Records shown -
•••••

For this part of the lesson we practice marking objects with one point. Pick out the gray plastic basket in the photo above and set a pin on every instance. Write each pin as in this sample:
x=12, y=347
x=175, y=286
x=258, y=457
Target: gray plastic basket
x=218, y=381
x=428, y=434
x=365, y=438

•••••

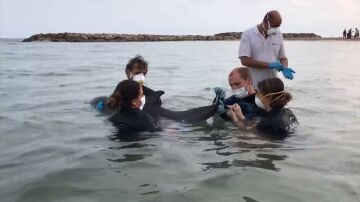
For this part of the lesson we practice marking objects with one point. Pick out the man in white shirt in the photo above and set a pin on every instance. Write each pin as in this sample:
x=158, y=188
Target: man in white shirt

•••••

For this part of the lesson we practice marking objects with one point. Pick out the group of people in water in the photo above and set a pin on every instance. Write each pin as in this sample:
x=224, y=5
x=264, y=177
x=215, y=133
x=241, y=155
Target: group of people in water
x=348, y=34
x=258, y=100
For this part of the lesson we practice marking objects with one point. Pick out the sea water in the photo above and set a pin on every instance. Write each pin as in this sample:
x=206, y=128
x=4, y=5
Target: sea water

•••••

The task -
Render the material from the line with "out the gray" to the line with "x=365, y=438" as a Markdown table with the columns No. and Material line. Number each row and skip any blank lines.

Result for this task -
| No. | Material line |
|---|---|
| 1 | For this part of the lesson we practice marking objects with one point. Pick out the gray plastic basket in the photo above and set a pin on every instance. Write each pin as in this sample: |
| 2 | x=12, y=347 |
| 3 | x=175, y=286 |
| 4 | x=258, y=457 |
| 5 | Target: gray plastic basket |
| 6 | x=218, y=381 |
| 7 | x=428, y=434 |
| 8 | x=365, y=438 |